• Assignment
Below are several entries. Transcribe exactly those lines that fall from the one with "Pick out the snowy" through the one with "Pick out the black winter", end lines included.
-- Extracted entries follows --
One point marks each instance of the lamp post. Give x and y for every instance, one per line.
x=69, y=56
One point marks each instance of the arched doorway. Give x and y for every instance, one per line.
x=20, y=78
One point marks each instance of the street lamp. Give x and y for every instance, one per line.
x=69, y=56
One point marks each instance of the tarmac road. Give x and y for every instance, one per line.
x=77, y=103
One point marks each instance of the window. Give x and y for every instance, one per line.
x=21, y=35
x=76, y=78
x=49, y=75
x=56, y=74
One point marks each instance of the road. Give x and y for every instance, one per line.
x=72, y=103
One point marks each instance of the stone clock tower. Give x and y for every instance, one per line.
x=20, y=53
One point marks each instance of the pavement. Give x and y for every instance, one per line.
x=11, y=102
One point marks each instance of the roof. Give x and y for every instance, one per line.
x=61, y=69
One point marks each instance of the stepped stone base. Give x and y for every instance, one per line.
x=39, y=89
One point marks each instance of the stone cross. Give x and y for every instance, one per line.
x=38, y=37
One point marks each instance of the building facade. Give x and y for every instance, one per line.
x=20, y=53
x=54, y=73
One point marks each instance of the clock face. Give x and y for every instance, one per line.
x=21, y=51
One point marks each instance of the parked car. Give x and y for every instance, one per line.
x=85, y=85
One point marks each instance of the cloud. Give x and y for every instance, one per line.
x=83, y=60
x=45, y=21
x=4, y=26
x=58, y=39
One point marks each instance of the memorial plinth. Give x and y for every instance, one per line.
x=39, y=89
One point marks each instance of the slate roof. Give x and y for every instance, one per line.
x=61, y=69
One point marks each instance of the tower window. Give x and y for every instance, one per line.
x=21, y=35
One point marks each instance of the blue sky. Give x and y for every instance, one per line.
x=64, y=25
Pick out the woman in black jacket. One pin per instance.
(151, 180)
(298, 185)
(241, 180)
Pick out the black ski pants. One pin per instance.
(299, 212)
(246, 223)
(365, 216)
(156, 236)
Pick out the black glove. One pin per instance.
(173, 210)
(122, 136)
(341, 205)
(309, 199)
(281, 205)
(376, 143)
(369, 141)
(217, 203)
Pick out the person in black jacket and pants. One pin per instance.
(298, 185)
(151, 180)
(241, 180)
-- Extracted entries concluded --
-- Extracted entries follows --
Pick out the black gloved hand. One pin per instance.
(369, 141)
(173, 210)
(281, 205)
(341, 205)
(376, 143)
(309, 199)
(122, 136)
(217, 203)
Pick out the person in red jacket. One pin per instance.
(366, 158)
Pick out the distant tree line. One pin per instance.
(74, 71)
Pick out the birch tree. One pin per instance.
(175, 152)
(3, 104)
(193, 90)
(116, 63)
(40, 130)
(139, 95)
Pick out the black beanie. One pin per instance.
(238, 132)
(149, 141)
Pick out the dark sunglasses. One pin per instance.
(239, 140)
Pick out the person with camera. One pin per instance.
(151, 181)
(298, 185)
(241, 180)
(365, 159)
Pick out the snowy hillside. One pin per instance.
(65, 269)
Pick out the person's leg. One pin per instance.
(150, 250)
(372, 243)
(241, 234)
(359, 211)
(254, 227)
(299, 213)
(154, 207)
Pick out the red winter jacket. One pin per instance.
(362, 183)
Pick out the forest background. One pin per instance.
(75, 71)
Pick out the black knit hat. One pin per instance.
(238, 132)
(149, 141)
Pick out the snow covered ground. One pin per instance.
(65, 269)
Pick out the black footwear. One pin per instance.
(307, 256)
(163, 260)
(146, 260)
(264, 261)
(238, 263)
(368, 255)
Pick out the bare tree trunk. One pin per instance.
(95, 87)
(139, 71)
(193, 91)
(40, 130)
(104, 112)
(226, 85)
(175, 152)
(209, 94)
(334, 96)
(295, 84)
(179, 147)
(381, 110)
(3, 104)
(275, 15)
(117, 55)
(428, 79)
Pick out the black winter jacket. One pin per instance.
-- Extracted entries concluded --
• Exercise response
Pick out the snowy hillside. One pin per instance.
(65, 269)
Pick out the person's leg. One pin per instance.
(150, 250)
(372, 243)
(241, 234)
(359, 211)
(254, 227)
(299, 213)
(154, 207)
Pick out the red winter jacket. One pin per instance.
(362, 183)
Pick out the forest background. One pin per instance.
(75, 71)
Pick out the black knit hat. One pin per instance.
(238, 132)
(149, 141)
Pick out the snow covered ground. One pin per instance.
(65, 269)
Pick out the black footwear. One pin per instance.
(307, 256)
(163, 260)
(146, 260)
(264, 261)
(238, 263)
(368, 255)
Pick out the bare tree trunk. One pin per instance.
(95, 87)
(139, 71)
(193, 91)
(40, 130)
(104, 112)
(226, 85)
(175, 152)
(209, 94)
(334, 96)
(295, 84)
(179, 147)
(381, 110)
(3, 104)
(275, 15)
(117, 55)
(428, 79)
Pick out the black winter jacket. One pin per instance.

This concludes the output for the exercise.